Start of Exercise passage

Traditions have necessarily changed over the past eighteen months. Annual family gatherings are moved outside, postponed or cancelled altogether. Funerals are nearly unrecognizable, and a baby being born is celebrated through group text messages and shared albums. A recent commercial declares there is no normal, and that seems to be the understatement of the year.
Our neighborhood was created as a conference and retreat center where the Second General Missionary Conference of the Methodist Episcopal Church, South first convened in 1913. It’s been a difficult and challenging time to be in the destination business. Somehow we have held it together, but things have changed here too.
With only 2,700 some odd residents, and a smaller unknown portion of those being full-time, it is a close-knit community. We’re not all part of the Methodist Episocopal Church, but we are all neighbors that benefit from living in a place where the mission is to be ”a place of Christian hospitality where lives are transformed through renewal of soul, mind and body.” It’s subtle, but this mission is behind every decision that’s made around here.
There were always regular community events pre-pandemic: campfires, outdoor movies, concerts in the large auditorium, hiking trips, or excursions for dinner and a play in a city nearby. Twice monthly there were also Hymn Sings. Talented singers and those, like myself, that can’t carry a tune in a bucket were encouraged to come together in the auditorium to learn the nuiances of a favorite hymn, words that had mysteriously changed over the years or had meanings no one ever knew, and then they’d sing these old hymns from some of the oldest song hymnals ever printed. The Hymn Sing went online in early 2020. The Hymn Sing became Sing From Home.

End of Exercise passage
Start of Study material

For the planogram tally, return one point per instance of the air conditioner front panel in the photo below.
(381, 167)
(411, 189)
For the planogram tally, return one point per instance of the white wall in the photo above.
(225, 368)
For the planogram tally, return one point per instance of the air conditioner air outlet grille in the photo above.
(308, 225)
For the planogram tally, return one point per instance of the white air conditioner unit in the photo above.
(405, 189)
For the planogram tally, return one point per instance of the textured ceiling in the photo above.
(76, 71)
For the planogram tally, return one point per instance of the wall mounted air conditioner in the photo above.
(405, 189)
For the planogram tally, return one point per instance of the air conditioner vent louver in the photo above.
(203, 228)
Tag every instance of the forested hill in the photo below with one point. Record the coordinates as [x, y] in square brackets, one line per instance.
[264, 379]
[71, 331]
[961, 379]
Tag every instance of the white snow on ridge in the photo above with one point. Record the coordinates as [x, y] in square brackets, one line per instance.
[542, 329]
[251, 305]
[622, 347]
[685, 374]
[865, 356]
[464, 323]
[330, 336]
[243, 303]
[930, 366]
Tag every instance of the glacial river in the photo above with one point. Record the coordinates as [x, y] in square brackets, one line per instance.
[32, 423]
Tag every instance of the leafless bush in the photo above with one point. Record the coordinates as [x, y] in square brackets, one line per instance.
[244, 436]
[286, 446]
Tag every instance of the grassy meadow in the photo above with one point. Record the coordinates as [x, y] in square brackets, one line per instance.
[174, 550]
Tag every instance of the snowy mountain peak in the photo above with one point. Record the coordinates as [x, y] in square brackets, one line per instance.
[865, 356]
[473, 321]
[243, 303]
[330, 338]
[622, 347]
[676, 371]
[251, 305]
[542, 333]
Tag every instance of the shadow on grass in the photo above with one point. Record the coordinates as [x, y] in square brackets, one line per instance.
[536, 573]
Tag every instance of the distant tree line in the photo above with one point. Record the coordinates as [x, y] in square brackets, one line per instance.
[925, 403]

End of Study material

- Task to carry out -
Reproduce word for word the part of the passage on pandemic-changed traditions between "With only 2,700" and "made around here.", inclusive.

- Task output -
With only 2,700 some odd residents, and a smaller unknown portion of those being full-time, it is a close-knit community. We’re not all part of the Methodist Episocopal Church, but we are all neighbors that benefit from living in a place where the mission is to be ”a place of Christian hospitality where lives are transformed through renewal of soul, mind and body.” It’s subtle, but this mission is behind every decision that’s made around here.